> **STATED GOAL 1**
Copy out the records from the line with "tag the calm water" up to and including the line with "<point>709,651</point>", word for word.

> **DOCUMENT PASSAGE**
▼▼▼
For months, Diane Segal has paid for full page ads in Trains and Classic Train. I’d like to know more. 1. Why does she goes to this great expense? 2. Who does the art work? 3. Who writes the poetry that rhymes but does not scan? 4. Why she chooses Kalmbach publications but not others such as Railfan & Railroad?
There’s at least one prior thread on Ms. Segal so if you enter her name into the “Search Community” box (to the left of the post) it should pull it up…
I tried the search before I posted and got nothing. Apparently some items have been purged. Thanks, anyway
As I recall from the previous thread, no one knows the answers. But I too am curious.
Enjoy
Paul
I believe Ms. Segal’s mother, who has passed on, was a very active member of the C&O Railroad Historical Society (or whatever the’official’ name is). The why’s and wherefore’s of here continuing ads is unknown. I believe the artwork and poetry are Ms. Segals own.
The folks at the magazines are as perplexed as anyone, as I recall.
Purely my perception here, but after seeing a year’s worth of the ads by Ms. Segal, it seems that it is perhaps just her way of honoring her late mother’s memory and fondness for trains. I’m assuming that her mother did the artwork that appears w/ the ads.
The trains seem to be getting more modern too, the first issues had steamers, and recently I recall seeing a modern diesel. Maybe an AC4400CW or and SD40-2?
I don’t have any idea either, but I am grateful for the support her ads give to Trains.
I emailed Erik Bergstrom about the search engine. He said it will be awhile before all of the posts are indexed. Right now using the search engine is iffy.
The folks at the magazines are as perplexed as anyone, as I recall.
Ja wohl.
In these times when advertising is viewed as an unnecessary expense by too many small-minded businesses, Trains is glad to sell her a dozen full-page B&W ads per year.
If Trains were Railroad Magazine, they would have featured Ms. Segal as an “Interesting Railfan” long ago, and all of the mystique would have been gone.
I don’t understand why this irks so many.
I don’t think it “irks” anyone, if anything many of us are curious as to the story behind Ms. Segal’s reasons for doing this. I’ll bet it’s an interesting story. Meanwhile, enjoy the pictures and the poetry, I think it’s a great thing, and a wonderful way to honor one’s parent… If I could afford to do that in my dad’s memory, I would.
My wife (when I have showed her the ads) and I have appreciated the ads–both poetry and drawings.
Johnny
I would expect that at least one senior member on Kalmbach’s staff would have thought to inquire of Ms. Segal if she had a story she’d like to share. In the absence, now a more than a year into her tributes, I would guess that she declined to reveal the nature of her desire to do this, as well as about the circumstances that led to the drawings and their publication.
▲▲▲
> **STATED GOAL 2**
Reproduce the part of the forum thread about Diane Segal's ads from "I don’t have" up to and including "engine is iffy.", updating it so that "search engine" becomes "search tool".

> **DATASET CONTENT**
▼▼▼
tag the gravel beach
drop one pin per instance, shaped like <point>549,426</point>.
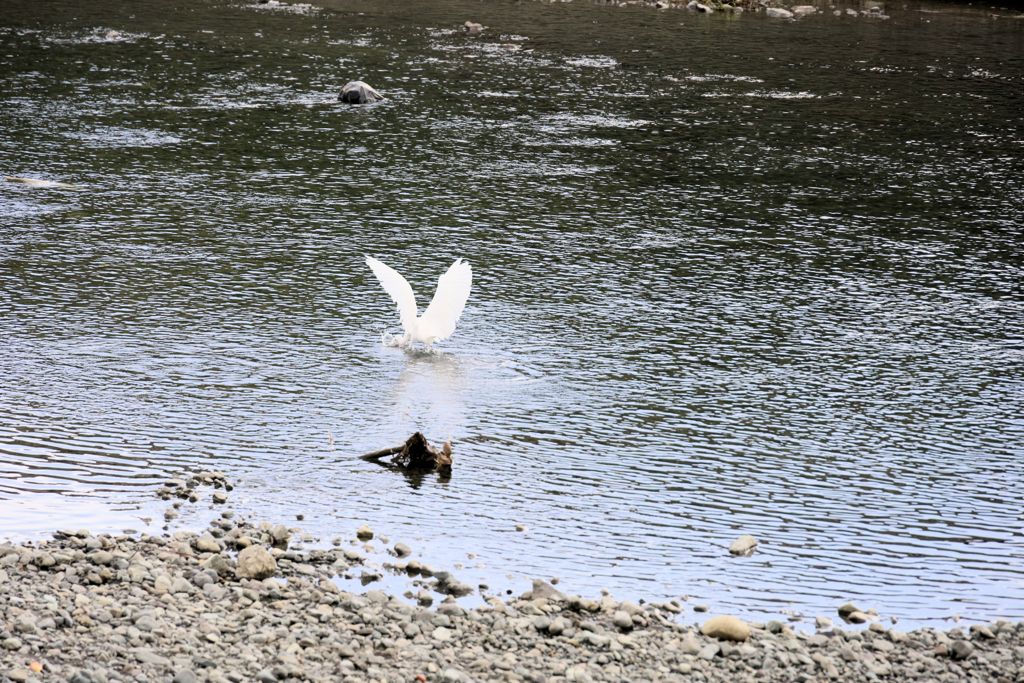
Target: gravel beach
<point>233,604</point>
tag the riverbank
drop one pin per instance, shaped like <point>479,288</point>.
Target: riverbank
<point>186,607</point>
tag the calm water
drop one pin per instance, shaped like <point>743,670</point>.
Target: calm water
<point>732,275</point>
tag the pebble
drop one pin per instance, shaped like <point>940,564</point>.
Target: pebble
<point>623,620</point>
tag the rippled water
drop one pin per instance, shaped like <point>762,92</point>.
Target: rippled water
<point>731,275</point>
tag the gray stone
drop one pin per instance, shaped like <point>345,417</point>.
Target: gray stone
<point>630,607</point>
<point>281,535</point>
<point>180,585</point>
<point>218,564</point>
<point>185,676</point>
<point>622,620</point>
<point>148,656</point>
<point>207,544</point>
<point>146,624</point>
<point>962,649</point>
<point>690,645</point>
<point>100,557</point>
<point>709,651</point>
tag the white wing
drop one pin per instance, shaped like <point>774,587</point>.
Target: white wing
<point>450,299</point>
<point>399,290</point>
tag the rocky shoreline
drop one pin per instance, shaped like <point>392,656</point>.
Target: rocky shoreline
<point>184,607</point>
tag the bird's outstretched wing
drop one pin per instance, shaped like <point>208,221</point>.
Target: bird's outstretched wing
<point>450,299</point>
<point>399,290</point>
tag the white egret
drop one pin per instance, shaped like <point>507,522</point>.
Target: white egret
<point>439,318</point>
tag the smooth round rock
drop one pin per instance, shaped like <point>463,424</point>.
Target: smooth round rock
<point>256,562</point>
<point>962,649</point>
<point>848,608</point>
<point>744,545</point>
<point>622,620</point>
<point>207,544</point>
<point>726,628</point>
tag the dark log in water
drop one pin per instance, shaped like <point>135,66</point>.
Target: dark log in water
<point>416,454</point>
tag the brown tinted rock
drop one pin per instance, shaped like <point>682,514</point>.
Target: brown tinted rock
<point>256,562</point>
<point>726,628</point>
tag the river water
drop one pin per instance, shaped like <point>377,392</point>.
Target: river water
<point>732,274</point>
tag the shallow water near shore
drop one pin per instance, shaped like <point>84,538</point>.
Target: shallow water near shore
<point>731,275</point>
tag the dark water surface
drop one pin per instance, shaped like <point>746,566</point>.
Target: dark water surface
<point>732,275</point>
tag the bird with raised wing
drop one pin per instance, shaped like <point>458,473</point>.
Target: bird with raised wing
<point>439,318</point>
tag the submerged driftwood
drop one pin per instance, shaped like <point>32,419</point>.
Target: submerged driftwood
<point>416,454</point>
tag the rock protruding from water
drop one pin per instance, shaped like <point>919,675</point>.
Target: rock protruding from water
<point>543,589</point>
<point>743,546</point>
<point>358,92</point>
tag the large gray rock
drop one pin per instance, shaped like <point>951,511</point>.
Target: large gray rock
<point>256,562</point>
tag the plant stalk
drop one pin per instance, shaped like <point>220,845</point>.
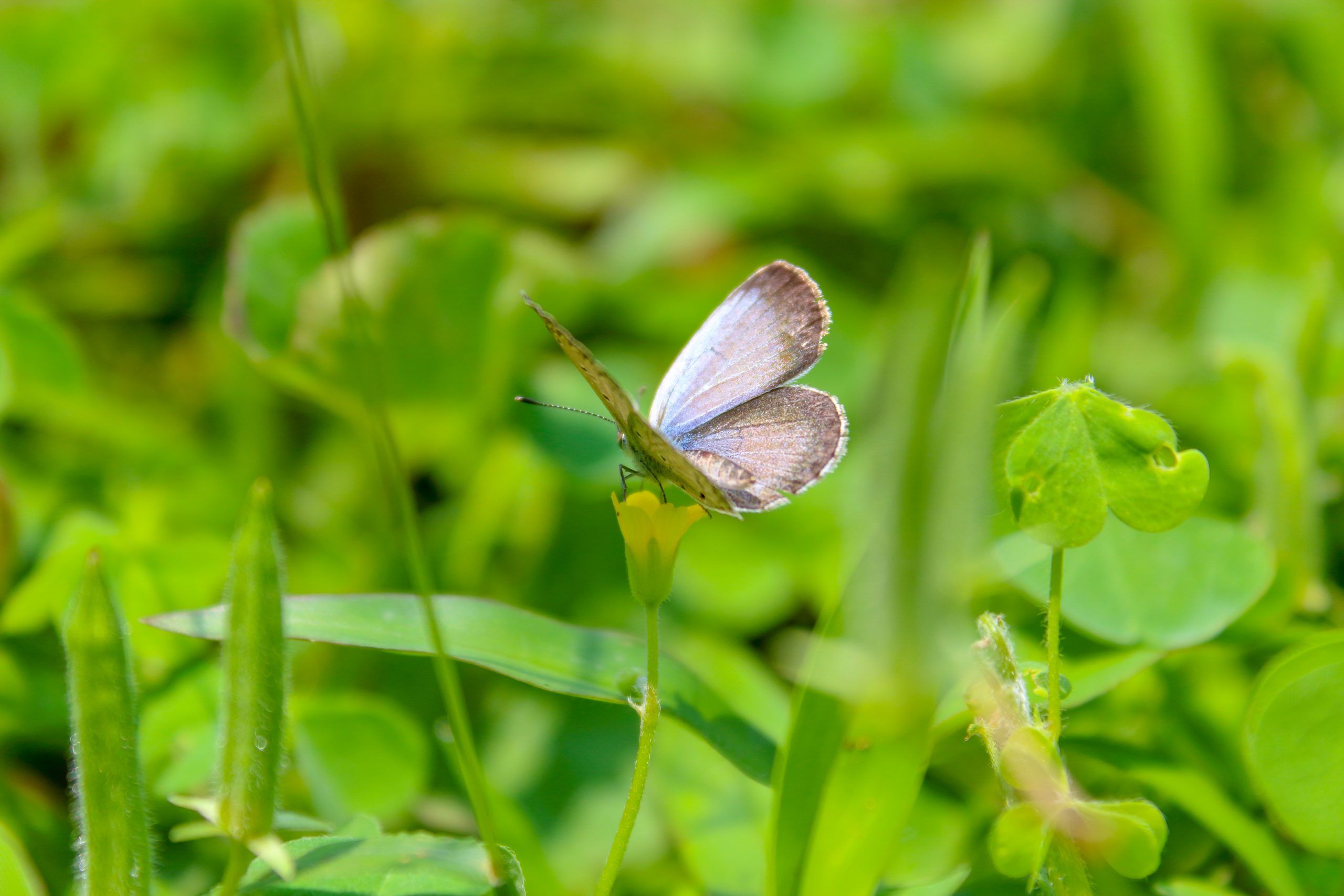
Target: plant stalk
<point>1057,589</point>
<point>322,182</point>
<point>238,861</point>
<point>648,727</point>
▲▲▲
▼▼▼
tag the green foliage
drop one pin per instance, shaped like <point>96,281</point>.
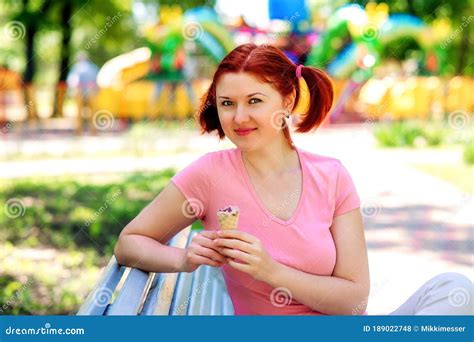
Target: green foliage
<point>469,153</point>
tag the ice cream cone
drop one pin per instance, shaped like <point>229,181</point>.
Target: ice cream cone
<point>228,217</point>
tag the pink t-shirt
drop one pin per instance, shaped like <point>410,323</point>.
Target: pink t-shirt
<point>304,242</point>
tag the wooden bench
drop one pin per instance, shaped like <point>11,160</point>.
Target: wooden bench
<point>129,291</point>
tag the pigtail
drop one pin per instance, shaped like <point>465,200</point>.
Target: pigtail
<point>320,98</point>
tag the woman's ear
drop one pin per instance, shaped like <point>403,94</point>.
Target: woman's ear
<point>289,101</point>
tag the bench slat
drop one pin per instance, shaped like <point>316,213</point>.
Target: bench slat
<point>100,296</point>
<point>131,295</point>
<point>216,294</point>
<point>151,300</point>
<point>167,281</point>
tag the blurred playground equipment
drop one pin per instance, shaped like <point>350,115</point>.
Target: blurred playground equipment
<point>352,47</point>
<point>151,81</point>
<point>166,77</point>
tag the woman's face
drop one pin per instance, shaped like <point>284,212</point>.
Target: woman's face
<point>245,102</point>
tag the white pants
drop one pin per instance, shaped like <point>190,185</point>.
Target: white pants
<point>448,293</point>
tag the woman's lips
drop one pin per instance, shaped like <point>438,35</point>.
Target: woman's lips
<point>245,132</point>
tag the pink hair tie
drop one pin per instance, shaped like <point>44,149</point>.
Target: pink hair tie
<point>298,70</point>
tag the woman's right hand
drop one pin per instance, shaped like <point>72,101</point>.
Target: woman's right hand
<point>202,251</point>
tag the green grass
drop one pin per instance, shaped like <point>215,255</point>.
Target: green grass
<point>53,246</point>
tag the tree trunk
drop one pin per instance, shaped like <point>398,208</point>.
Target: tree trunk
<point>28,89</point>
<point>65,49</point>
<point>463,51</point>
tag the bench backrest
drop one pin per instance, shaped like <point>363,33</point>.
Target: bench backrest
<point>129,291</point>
▲▲▲
> **FINAL ANSWER 1**
tag the calm water
drop one pin per instance, shaped like <point>743,670</point>.
Target: calm water
<point>732,275</point>
tag the pebble
drop one pin per instance, shaped like <point>940,564</point>.
Target: pebble
<point>623,620</point>
tag the rippled water
drop one pin per instance, shaped like <point>762,92</point>.
Target: rippled water
<point>731,275</point>
tag the gray stone
drop one pin per instance, shaped like <point>345,417</point>.
Target: gray stone
<point>630,607</point>
<point>281,535</point>
<point>180,585</point>
<point>218,564</point>
<point>185,676</point>
<point>622,620</point>
<point>148,656</point>
<point>207,544</point>
<point>146,624</point>
<point>962,649</point>
<point>690,645</point>
<point>100,557</point>
<point>709,651</point>

> **FINAL ANSWER 2**
I don’t have any idea either, but I am grateful for the support her ads give to Trains.
I emailed Erik Bergstrom about the search tool. He said it will be awhile before all of the posts are indexed. Right now using the search tool is iffy.